_TASK DESCRIPTION_
Check each line of the material below for the word "backpack". Say how many lines have it, and nothing else.

########

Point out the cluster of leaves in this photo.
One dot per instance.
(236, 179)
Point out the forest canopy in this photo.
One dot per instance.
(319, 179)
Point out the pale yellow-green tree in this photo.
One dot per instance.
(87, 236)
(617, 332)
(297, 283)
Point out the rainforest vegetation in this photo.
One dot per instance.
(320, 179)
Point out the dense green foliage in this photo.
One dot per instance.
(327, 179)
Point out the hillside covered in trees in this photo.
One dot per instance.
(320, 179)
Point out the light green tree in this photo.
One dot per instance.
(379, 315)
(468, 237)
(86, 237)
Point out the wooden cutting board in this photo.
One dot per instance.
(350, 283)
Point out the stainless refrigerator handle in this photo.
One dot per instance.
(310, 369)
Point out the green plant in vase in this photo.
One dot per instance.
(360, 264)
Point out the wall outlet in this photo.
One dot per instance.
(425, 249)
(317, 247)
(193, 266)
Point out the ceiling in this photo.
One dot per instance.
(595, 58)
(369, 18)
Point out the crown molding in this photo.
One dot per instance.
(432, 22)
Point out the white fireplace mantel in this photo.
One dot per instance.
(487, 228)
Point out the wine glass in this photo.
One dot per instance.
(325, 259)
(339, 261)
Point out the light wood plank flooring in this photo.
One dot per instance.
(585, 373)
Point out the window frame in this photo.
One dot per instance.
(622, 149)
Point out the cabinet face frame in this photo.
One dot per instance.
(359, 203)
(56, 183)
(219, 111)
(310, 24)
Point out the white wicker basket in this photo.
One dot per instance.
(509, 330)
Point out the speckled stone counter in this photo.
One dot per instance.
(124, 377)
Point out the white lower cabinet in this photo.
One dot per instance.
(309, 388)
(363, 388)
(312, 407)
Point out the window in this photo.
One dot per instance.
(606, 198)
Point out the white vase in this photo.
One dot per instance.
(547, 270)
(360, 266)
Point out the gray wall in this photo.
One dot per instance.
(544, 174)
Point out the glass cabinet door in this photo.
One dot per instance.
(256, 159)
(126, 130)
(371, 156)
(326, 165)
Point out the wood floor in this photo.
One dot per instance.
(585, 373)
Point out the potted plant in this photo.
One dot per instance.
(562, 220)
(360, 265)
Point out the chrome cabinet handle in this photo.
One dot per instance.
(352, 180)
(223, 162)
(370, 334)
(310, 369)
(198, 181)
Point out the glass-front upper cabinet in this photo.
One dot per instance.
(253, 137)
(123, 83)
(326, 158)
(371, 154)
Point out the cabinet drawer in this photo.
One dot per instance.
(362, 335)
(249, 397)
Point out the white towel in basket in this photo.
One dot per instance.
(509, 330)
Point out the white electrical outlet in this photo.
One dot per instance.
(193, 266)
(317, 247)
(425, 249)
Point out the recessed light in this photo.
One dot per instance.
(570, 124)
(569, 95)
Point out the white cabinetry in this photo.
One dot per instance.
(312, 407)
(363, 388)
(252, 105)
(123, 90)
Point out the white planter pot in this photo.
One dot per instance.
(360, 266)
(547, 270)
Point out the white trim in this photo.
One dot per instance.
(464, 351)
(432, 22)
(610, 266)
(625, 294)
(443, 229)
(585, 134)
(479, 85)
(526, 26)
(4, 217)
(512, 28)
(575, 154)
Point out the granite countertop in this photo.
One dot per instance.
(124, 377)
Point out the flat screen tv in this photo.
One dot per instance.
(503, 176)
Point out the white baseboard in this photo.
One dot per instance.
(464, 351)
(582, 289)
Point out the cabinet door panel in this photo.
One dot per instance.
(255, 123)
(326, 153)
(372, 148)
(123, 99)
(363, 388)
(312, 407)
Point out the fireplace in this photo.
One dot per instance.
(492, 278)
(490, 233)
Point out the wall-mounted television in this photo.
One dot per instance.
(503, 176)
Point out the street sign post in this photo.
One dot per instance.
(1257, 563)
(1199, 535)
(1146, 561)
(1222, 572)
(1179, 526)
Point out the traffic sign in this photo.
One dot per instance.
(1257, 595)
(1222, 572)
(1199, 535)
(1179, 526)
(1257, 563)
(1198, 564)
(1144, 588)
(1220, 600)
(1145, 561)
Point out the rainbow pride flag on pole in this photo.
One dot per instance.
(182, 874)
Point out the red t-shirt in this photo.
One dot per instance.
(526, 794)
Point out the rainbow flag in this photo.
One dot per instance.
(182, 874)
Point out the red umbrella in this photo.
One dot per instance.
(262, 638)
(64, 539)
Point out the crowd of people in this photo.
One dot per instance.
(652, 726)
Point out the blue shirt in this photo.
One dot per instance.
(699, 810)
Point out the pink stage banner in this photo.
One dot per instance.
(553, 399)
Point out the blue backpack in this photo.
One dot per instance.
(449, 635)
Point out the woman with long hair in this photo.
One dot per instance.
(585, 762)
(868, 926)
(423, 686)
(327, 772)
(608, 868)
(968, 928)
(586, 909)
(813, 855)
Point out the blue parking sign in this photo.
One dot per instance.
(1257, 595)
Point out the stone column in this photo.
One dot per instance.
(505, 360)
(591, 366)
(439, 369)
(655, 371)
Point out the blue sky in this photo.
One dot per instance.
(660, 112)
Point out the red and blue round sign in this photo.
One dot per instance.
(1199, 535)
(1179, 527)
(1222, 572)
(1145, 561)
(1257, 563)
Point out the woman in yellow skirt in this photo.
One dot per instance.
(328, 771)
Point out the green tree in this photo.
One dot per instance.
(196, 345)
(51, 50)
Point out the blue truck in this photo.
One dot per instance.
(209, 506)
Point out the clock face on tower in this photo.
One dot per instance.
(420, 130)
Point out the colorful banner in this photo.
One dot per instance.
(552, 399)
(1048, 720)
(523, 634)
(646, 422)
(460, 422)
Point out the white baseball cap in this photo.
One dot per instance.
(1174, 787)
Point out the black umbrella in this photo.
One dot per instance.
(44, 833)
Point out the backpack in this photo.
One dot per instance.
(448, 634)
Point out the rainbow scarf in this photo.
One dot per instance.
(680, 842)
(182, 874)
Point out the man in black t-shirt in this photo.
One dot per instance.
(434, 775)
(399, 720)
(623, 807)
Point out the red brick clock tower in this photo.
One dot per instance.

########

_PROBLEM SOLUTION_
2